**EJERCICIO ESCRITO:** Vuelve a escribir el listado completo cambiando "pixel coordinates" por "image coordinates" y sin alterar nada más.

**ENTRADAS DEL CONJUNTO:**
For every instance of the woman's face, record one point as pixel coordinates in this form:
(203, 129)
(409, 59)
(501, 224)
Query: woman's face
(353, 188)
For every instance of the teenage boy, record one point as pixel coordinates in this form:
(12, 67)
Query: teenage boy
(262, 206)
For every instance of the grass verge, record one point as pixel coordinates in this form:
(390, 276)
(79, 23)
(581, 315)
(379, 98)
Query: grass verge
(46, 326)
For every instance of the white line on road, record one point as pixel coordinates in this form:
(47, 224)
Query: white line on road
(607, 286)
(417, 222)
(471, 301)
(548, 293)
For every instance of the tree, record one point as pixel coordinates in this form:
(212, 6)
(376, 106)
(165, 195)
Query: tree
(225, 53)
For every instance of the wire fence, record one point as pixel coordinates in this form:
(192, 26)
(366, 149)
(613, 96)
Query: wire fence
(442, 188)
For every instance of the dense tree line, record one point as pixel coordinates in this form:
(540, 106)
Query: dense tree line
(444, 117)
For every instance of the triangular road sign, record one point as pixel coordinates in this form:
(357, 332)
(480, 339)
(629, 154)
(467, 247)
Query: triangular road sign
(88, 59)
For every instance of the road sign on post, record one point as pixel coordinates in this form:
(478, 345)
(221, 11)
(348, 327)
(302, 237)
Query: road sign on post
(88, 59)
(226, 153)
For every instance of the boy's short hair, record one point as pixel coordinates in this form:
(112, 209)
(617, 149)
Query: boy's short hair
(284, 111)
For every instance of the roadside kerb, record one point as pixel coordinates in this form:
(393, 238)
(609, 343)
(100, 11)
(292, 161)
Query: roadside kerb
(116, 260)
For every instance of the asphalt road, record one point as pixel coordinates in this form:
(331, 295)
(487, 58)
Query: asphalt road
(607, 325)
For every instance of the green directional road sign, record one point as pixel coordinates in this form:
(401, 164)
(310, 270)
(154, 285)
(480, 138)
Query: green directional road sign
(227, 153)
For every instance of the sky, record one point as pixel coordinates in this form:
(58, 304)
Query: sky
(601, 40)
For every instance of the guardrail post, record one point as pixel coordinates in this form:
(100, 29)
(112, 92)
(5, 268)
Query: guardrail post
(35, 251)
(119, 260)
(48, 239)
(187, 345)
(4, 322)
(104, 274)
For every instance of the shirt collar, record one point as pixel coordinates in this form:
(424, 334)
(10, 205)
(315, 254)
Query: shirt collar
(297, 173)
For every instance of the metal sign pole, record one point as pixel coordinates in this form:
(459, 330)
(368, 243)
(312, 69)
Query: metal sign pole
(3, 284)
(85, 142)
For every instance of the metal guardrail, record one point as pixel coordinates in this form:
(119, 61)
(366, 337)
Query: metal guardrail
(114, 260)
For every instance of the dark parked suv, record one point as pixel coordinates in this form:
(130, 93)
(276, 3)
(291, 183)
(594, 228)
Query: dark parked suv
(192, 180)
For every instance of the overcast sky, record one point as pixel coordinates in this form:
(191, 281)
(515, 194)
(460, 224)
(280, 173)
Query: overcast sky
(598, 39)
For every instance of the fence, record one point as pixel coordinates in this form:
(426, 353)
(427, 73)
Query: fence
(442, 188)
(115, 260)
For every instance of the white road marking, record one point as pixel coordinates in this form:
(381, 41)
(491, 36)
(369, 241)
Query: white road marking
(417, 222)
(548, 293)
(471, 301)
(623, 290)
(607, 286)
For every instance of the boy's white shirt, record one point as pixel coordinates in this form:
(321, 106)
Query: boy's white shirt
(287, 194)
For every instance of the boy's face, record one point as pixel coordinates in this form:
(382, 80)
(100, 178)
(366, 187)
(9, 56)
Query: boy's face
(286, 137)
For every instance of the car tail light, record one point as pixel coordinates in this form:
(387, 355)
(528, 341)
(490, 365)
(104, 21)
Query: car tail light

**SOLUCIÓN DEL PROBLEMA:**
For every instance of the woman's face, record one point as image coordinates in this form:
(203, 129)
(409, 59)
(501, 224)
Query: woman's face
(353, 188)
For every instance of the teenage boy, record one point as image coordinates in this form:
(12, 67)
Query: teenage boy
(262, 206)
For every instance of the grass verge, record one point as image coordinates in this form:
(390, 276)
(79, 23)
(581, 315)
(379, 98)
Query: grass verge
(46, 326)
For every instance of the white line on road, record one point as image coordinates in this form:
(47, 224)
Query: white line on road
(607, 286)
(417, 222)
(471, 301)
(548, 293)
For every instance of the tree, record one point as image coordinates in this form:
(212, 6)
(376, 106)
(165, 195)
Query: tree
(225, 53)
For every instance of the wire fence, record one point as image coordinates in this form:
(192, 26)
(366, 149)
(613, 96)
Query: wire fence
(442, 188)
For every instance of the dense tree line, record one point as image coordinates in this form:
(540, 106)
Query: dense tree line
(444, 117)
For every instance of the triangular road sign, record one point as image coordinates in this form:
(357, 332)
(480, 339)
(629, 154)
(467, 247)
Query: triangular road sign
(88, 59)
For every instance of the road sign on post, record one point as image coordinates in this form:
(478, 345)
(221, 11)
(348, 327)
(302, 237)
Query: road sign on post
(88, 59)
(226, 153)
For every instance of the boy's short hair, record one point as image coordinates in this form:
(112, 209)
(617, 149)
Query: boy's short hair
(284, 111)
For every instance of the roadside kerb, record one point as image coordinates in this form:
(393, 238)
(609, 343)
(100, 11)
(292, 161)
Query: roadside kerb
(116, 260)
For every instance of the asphalt road, record one point as image coordinates in this form:
(331, 295)
(487, 58)
Query: asphalt road
(607, 325)
For every instance of the green directional road sign, record one point as image coordinates in this form:
(401, 164)
(310, 270)
(154, 285)
(480, 138)
Query: green directional road sign
(227, 153)
For every instance of the sky, record one point as image coordinates in this form:
(58, 304)
Query: sky
(601, 40)
For every instance of the guardrail post, record one point as image coordinates in this form:
(100, 29)
(112, 92)
(5, 268)
Query: guardrail post
(35, 251)
(119, 260)
(48, 239)
(187, 345)
(4, 322)
(104, 274)
For every instance of the shirt collar, record one point as image coordinates in this form:
(424, 334)
(10, 205)
(315, 254)
Query: shirt collar
(297, 173)
For every instance of the metal sign pole, record one point as image coordinates in this form:
(459, 330)
(368, 243)
(312, 69)
Query: metal sign pole
(3, 284)
(85, 142)
For every instance of the metal guardrail, record one point as image coordinates in this form:
(119, 61)
(366, 337)
Query: metal guardrail
(114, 260)
For every instance of the dark parked suv, record one point as image coordinates in this form:
(130, 93)
(276, 3)
(291, 183)
(594, 228)
Query: dark parked suv
(192, 180)
For every instance of the overcast sky, record one point as image coordinates in this form:
(191, 281)
(515, 194)
(460, 224)
(280, 173)
Query: overcast sky
(598, 39)
For every instance of the fence, record one point as image coordinates in this form:
(426, 353)
(427, 73)
Query: fence
(442, 188)
(115, 260)
For every instance of the white road marking, record one point as image coordinates in this form:
(381, 41)
(491, 36)
(369, 241)
Query: white road marking
(417, 222)
(548, 293)
(471, 301)
(623, 290)
(607, 286)
For every instance of the boy's white shirt, record one point as image coordinates in this form:
(321, 106)
Query: boy's white shirt
(287, 194)
For every instance of the boy's face, record one point as image coordinates in this form:
(382, 80)
(100, 178)
(366, 187)
(9, 56)
Query: boy's face
(286, 137)
For every instance of the car tail light, record one point as image coordinates in this form:
(387, 355)
(528, 341)
(490, 365)
(104, 21)
Query: car tail light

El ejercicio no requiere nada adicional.